**Data for the task**
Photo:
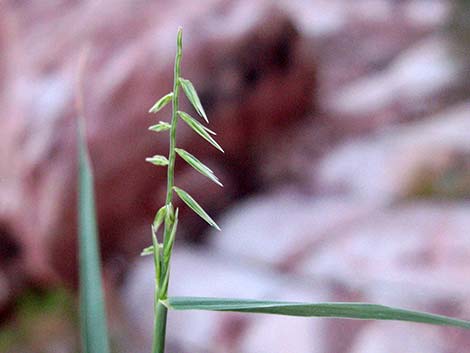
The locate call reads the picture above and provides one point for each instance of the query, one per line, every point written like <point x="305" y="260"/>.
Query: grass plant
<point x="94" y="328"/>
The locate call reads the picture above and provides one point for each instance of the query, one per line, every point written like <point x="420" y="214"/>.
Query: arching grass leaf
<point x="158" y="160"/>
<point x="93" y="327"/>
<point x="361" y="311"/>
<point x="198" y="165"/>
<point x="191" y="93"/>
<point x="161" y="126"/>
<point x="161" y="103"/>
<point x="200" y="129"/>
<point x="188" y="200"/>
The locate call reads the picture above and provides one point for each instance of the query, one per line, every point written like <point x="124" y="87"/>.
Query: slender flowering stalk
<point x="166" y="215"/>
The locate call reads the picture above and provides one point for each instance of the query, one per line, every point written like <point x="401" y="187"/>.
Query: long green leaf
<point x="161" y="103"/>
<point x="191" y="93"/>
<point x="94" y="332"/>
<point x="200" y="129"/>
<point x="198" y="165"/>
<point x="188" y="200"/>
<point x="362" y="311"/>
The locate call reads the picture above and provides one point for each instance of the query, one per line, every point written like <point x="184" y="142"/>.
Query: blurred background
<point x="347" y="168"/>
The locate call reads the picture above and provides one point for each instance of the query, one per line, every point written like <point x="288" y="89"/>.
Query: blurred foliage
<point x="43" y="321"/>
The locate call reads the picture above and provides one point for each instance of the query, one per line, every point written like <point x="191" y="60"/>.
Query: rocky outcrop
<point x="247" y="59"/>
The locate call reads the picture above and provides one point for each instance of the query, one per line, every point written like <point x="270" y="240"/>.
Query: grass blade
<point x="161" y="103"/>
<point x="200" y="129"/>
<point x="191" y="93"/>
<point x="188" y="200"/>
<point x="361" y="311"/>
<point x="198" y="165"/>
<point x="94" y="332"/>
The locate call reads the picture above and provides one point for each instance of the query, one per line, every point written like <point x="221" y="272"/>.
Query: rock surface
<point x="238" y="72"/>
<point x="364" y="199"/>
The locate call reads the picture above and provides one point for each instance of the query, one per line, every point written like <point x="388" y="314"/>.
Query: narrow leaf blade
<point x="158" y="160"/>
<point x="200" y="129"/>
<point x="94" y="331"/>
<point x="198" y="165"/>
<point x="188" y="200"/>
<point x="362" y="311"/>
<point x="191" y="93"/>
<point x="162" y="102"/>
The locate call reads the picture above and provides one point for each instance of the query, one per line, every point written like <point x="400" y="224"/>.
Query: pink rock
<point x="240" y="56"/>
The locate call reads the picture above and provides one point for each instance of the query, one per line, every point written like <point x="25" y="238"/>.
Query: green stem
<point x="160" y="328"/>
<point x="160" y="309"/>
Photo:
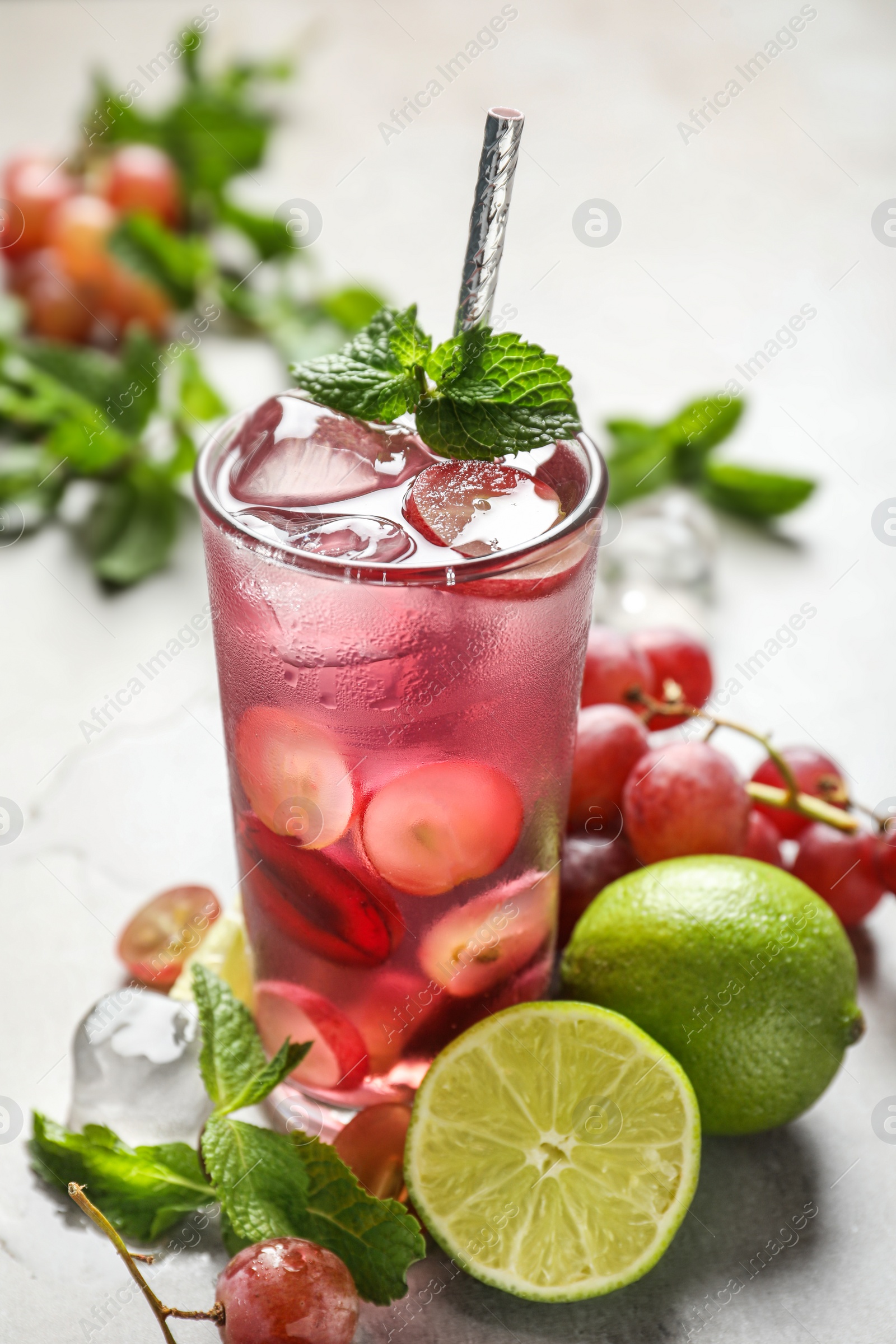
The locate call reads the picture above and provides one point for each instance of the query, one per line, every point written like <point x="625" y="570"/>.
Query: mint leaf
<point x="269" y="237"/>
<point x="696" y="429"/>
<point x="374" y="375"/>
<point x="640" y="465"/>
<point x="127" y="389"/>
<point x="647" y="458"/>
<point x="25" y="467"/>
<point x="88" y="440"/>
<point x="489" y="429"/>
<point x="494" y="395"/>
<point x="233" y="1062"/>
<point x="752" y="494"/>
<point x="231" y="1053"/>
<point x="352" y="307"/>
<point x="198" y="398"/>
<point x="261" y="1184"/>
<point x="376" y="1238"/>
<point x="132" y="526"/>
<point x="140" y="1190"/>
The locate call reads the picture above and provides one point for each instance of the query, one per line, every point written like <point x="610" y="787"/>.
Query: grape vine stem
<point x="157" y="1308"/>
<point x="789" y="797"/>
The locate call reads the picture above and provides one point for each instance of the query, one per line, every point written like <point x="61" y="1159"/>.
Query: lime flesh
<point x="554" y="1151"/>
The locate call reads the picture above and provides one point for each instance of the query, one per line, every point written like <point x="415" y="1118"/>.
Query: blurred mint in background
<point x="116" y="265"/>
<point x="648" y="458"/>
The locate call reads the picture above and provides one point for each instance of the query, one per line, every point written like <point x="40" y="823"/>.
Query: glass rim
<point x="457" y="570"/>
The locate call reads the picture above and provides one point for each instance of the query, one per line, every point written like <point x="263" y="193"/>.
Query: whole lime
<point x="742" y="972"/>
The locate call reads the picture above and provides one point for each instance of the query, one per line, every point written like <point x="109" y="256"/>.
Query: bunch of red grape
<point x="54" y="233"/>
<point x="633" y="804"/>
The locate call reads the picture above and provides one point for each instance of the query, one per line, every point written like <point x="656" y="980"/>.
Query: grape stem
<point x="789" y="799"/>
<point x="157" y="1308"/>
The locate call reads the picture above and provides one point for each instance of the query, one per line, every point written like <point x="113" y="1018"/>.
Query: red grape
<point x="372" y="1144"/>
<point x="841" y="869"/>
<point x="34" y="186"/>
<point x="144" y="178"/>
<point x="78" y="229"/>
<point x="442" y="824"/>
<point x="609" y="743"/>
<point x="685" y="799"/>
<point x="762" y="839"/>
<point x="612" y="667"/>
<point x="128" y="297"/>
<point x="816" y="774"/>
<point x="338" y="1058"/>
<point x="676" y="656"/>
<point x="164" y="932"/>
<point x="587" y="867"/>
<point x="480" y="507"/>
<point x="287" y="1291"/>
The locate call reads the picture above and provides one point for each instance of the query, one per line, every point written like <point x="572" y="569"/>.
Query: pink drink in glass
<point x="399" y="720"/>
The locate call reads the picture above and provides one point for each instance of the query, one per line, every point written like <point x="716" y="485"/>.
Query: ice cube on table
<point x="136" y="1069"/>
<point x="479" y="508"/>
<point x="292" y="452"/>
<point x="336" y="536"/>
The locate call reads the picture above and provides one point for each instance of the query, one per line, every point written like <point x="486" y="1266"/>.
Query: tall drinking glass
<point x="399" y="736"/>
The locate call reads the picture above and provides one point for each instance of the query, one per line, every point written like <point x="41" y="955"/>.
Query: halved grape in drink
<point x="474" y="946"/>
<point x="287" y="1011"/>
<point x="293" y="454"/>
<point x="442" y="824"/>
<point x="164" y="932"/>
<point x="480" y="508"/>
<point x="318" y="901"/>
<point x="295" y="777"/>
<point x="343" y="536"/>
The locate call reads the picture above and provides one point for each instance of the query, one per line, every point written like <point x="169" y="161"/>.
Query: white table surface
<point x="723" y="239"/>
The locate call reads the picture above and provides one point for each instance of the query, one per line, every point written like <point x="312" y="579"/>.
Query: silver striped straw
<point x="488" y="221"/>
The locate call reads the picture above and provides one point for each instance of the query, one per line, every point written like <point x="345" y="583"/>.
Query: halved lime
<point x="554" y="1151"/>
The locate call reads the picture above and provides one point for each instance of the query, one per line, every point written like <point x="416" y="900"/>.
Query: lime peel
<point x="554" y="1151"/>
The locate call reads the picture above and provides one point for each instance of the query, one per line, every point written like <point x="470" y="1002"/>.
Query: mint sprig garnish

---

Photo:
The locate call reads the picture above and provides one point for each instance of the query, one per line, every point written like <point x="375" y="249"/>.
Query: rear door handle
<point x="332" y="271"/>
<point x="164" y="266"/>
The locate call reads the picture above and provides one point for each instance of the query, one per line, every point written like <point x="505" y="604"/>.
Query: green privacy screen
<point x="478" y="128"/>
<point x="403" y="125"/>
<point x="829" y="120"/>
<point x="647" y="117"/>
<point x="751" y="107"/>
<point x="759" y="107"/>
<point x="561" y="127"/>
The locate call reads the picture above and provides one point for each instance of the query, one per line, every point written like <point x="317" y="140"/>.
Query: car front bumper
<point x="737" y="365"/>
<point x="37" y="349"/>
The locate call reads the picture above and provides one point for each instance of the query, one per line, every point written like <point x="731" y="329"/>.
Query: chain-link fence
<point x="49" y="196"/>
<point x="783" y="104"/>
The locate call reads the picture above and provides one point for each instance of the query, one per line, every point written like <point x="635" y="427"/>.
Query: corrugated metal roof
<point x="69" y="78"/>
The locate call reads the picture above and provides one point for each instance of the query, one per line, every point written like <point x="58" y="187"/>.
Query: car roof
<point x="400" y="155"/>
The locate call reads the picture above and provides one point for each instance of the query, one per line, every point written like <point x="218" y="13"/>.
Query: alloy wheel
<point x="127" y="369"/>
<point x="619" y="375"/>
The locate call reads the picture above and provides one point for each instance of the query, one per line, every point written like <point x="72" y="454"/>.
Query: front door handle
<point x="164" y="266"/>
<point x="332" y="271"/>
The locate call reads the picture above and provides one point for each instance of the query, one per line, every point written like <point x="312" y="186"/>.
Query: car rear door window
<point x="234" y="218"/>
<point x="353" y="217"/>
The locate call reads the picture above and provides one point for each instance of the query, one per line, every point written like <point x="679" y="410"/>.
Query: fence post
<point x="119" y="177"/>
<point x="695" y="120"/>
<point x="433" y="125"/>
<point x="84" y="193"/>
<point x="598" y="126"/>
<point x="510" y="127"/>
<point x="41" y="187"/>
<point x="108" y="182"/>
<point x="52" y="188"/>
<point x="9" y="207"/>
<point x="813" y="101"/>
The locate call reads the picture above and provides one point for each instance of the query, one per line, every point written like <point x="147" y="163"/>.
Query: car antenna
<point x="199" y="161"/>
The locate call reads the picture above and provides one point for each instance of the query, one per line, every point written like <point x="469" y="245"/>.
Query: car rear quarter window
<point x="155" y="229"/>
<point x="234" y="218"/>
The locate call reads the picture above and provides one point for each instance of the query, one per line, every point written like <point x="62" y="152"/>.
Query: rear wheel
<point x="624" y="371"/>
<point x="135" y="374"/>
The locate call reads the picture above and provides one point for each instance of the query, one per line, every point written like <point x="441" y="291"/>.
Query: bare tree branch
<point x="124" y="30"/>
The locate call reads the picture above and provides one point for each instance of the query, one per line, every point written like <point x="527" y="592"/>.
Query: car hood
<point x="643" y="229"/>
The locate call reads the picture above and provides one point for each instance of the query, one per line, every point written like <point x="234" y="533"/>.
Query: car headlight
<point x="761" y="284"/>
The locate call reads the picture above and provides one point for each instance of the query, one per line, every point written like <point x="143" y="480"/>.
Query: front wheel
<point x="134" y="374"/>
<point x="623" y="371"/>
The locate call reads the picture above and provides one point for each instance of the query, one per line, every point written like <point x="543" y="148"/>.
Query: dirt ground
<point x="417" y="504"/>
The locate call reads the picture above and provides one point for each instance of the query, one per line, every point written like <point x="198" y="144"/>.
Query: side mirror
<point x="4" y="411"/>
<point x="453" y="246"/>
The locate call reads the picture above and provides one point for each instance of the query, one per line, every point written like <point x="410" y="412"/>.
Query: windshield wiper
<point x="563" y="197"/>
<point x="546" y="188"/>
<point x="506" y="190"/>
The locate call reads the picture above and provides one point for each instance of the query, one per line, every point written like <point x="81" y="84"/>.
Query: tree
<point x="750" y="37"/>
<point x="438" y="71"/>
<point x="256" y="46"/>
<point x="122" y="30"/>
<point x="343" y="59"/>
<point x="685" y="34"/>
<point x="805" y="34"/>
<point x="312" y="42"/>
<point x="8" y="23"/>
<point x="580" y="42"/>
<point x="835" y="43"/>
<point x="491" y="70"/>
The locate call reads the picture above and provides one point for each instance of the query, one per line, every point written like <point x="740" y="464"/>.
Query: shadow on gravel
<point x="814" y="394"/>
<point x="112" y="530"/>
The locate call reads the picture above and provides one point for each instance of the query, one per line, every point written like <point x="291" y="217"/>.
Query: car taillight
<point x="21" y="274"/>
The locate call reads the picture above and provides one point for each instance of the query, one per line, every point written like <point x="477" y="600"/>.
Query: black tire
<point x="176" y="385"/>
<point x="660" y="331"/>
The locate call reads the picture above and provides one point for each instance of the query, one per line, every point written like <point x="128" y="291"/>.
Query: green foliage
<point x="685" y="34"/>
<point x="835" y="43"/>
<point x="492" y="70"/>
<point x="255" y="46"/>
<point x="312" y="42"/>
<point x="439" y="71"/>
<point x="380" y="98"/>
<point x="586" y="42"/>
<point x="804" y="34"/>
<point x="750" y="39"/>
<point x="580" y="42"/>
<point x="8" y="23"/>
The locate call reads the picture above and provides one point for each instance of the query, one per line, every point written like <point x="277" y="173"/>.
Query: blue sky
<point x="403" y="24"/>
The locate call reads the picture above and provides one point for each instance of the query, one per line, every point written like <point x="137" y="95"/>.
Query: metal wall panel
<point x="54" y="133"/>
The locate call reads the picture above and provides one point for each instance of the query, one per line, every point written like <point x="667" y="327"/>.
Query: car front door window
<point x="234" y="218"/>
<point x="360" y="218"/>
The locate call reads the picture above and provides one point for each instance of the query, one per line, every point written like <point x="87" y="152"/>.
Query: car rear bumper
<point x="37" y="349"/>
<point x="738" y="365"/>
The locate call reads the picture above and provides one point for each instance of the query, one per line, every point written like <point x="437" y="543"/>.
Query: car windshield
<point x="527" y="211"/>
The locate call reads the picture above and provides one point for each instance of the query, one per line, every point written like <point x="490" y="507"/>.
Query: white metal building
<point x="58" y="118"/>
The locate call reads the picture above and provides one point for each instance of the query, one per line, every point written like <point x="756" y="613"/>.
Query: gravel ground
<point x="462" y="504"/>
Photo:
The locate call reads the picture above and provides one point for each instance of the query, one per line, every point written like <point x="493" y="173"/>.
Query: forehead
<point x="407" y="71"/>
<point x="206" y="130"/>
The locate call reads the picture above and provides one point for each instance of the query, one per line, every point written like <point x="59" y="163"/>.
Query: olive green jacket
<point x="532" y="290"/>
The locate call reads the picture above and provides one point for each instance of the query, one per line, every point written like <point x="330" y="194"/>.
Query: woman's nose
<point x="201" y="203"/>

**Action item**
Repeat, character for character, the lines of the material above from the line with "Query: tall drinking glass" through the line with "Query: mint sprig garnish".

**The answer**
Query: tall drinking glass
<point x="399" y="736"/>
The locate call reads the picture above and provides one point for each instance of the query, one per line, every point written like <point x="41" y="955"/>.
Query: halved grape in drink
<point x="474" y="946"/>
<point x="287" y="1011"/>
<point x="293" y="454"/>
<point x="442" y="824"/>
<point x="164" y="932"/>
<point x="480" y="508"/>
<point x="318" y="901"/>
<point x="295" y="777"/>
<point x="343" y="536"/>
The locate call reads the picture above and provides one point for each instance of the query, one per line, every point written like <point x="169" y="161"/>.
Query: white table surface
<point x="723" y="239"/>
The locate call reads the picture above and provides one point for each instance of the query, one per line, every point written like <point x="312" y="579"/>.
Query: silver striped straw
<point x="488" y="221"/>
The locate call reads the picture above and provides one point for each instance of the query, one per line, every point written like <point x="345" y="583"/>.
Query: halved lime
<point x="554" y="1151"/>
The locate call reads the picture above and provides one point for each instance of the query, one per line, every point written like <point x="416" y="900"/>.
Query: lime peel
<point x="554" y="1151"/>
The locate call reads the picture above and provides one point for each instance of the query, one per line, every point written like <point x="470" y="1002"/>.
Query: mint sprig garnish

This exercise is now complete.